#### Problem statement:
Return an exact transcript of the material below from the line containing "column 440, row 301" through its final line, and no other lines.

*** Begin section ***

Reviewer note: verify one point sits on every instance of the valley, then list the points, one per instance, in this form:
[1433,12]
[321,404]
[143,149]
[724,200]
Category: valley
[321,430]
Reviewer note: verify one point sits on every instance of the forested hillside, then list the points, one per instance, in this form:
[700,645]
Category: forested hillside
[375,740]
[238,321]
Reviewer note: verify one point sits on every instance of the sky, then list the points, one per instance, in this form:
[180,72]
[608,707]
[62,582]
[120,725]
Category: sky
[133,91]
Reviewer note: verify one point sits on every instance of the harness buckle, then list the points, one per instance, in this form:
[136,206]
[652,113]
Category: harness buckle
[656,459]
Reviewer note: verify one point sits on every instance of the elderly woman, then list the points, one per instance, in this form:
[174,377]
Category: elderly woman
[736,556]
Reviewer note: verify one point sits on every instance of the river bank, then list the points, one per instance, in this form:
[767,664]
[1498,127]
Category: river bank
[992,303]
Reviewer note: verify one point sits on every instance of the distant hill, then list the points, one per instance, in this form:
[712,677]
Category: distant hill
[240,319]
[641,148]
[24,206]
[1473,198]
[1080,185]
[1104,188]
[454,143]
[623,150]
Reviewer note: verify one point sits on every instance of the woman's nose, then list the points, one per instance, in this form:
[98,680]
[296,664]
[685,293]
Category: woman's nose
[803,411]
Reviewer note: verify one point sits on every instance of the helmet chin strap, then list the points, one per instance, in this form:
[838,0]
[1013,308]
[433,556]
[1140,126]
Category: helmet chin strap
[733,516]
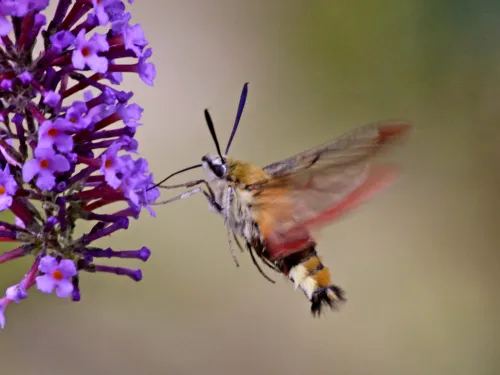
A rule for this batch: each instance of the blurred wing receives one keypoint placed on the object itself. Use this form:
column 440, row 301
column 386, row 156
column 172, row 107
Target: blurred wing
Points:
column 351, row 148
column 317, row 186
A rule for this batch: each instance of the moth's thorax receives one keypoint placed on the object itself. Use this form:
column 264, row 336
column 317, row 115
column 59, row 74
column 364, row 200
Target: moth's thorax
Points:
column 238, row 175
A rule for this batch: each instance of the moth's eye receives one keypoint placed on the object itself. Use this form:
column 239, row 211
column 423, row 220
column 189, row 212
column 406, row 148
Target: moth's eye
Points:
column 219, row 170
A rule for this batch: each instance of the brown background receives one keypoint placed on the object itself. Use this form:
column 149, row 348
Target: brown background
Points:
column 419, row 263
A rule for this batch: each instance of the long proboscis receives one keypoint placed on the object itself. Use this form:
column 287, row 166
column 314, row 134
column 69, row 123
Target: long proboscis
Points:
column 174, row 174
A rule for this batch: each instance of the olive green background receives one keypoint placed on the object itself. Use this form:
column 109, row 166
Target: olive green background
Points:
column 419, row 262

*** End section ***

#### Final answer:
column 440, row 301
column 386, row 156
column 172, row 107
Target: blurred wing
Points:
column 351, row 148
column 317, row 186
A rule for this batch: each instance of the moth's thorax receives one keypoint placed on the object itself. Use this form:
column 264, row 336
column 317, row 115
column 59, row 74
column 364, row 200
Target: moth's thorax
Points:
column 238, row 175
A rule for this batch: each instance of the moth's eye receives one keypoint placed on the object itself. Use this form:
column 239, row 211
column 423, row 220
column 189, row 212
column 406, row 148
Target: moth's eye
Points:
column 219, row 170
A rule for this batch: each instance of the brown background receives one keypoint placed on the object itself. Use this form:
column 149, row 348
Target: brown background
Points:
column 419, row 263
A rule for this batch: each instance of the long proboscis receives one keypoint placed on the object itself. Use this form:
column 287, row 166
column 314, row 134
column 69, row 123
Target: long proboscis
Points:
column 174, row 174
A rule for this batch: each instance of the olive green background receives one keypoint placed on the object itself. Use this form:
column 109, row 166
Target: olive green background
Points:
column 419, row 262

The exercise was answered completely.